Locate each line in the data below that contains the word "finial" and copy those lines out in full.
------------------------------
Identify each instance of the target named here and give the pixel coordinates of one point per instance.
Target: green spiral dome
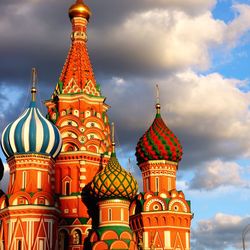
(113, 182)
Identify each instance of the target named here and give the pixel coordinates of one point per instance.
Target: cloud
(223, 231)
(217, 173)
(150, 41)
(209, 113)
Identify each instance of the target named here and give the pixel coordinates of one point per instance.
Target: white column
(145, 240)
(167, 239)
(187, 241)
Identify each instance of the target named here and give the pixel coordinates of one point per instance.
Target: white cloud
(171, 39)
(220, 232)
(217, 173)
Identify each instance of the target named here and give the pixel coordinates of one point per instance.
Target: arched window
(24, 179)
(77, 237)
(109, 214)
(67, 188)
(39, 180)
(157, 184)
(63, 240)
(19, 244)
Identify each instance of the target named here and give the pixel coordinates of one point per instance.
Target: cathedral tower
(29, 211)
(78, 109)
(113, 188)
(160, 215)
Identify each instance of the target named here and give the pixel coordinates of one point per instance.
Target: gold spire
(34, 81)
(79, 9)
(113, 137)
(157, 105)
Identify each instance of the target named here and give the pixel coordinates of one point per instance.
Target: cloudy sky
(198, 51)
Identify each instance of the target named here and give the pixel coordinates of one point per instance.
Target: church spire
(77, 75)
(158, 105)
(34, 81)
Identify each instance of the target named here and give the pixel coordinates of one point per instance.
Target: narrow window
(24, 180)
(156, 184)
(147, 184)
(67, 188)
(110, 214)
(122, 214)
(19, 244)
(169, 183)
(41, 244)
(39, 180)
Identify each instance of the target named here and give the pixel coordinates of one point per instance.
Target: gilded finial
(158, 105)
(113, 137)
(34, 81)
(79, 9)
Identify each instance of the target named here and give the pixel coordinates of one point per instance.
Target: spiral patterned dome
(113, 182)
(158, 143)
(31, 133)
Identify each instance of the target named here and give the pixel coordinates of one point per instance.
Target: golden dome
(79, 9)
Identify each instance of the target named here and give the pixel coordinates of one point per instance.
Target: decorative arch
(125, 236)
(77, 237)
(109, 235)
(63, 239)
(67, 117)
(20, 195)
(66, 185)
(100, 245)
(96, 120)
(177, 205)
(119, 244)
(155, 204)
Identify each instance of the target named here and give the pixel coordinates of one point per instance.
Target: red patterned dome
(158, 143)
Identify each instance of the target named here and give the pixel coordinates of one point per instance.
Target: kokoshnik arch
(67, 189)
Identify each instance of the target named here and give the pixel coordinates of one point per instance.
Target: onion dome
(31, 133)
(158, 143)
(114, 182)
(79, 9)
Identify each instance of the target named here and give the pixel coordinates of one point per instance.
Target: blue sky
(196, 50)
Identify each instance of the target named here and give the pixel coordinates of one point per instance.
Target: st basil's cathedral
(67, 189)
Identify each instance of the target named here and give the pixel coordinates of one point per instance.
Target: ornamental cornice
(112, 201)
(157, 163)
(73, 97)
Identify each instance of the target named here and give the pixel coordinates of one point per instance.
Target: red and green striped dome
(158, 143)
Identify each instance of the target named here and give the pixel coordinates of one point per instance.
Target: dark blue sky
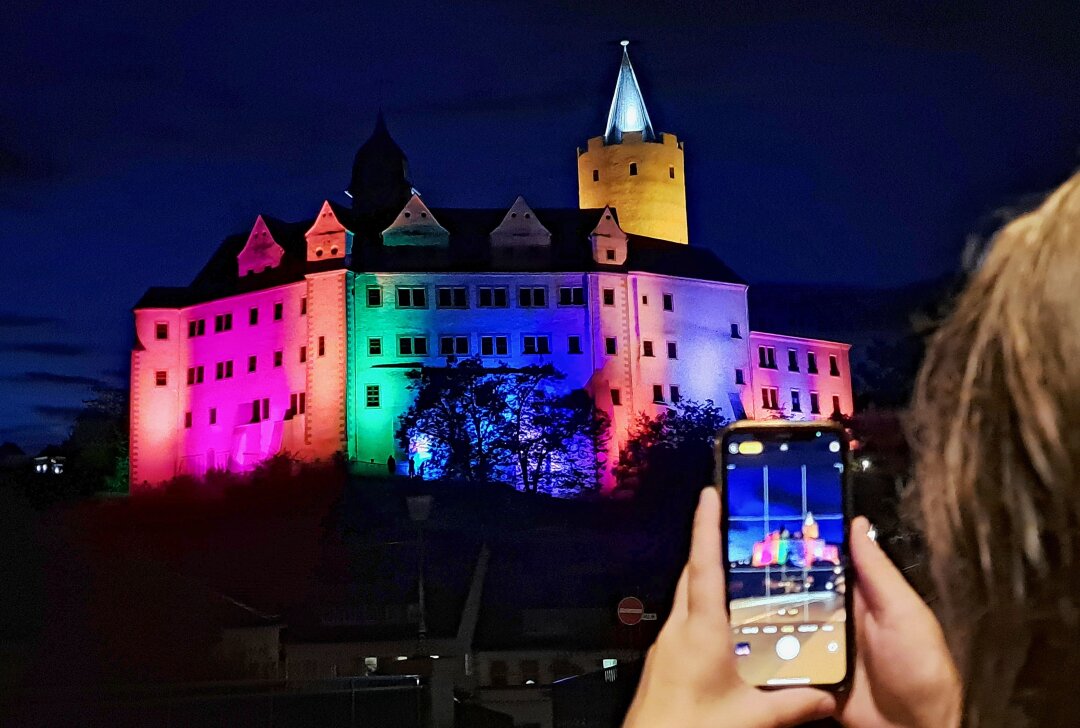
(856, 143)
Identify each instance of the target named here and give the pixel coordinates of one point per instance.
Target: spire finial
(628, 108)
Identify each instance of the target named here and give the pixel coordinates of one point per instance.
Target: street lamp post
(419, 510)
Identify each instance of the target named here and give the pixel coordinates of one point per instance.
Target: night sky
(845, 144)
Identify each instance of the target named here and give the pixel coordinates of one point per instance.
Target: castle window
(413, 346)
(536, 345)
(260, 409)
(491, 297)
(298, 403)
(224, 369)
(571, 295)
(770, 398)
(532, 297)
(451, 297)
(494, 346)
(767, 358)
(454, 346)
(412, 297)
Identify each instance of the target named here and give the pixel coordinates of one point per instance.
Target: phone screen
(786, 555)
------------------------------
**Complete output:**
Target: gilded finial
Target: spire finial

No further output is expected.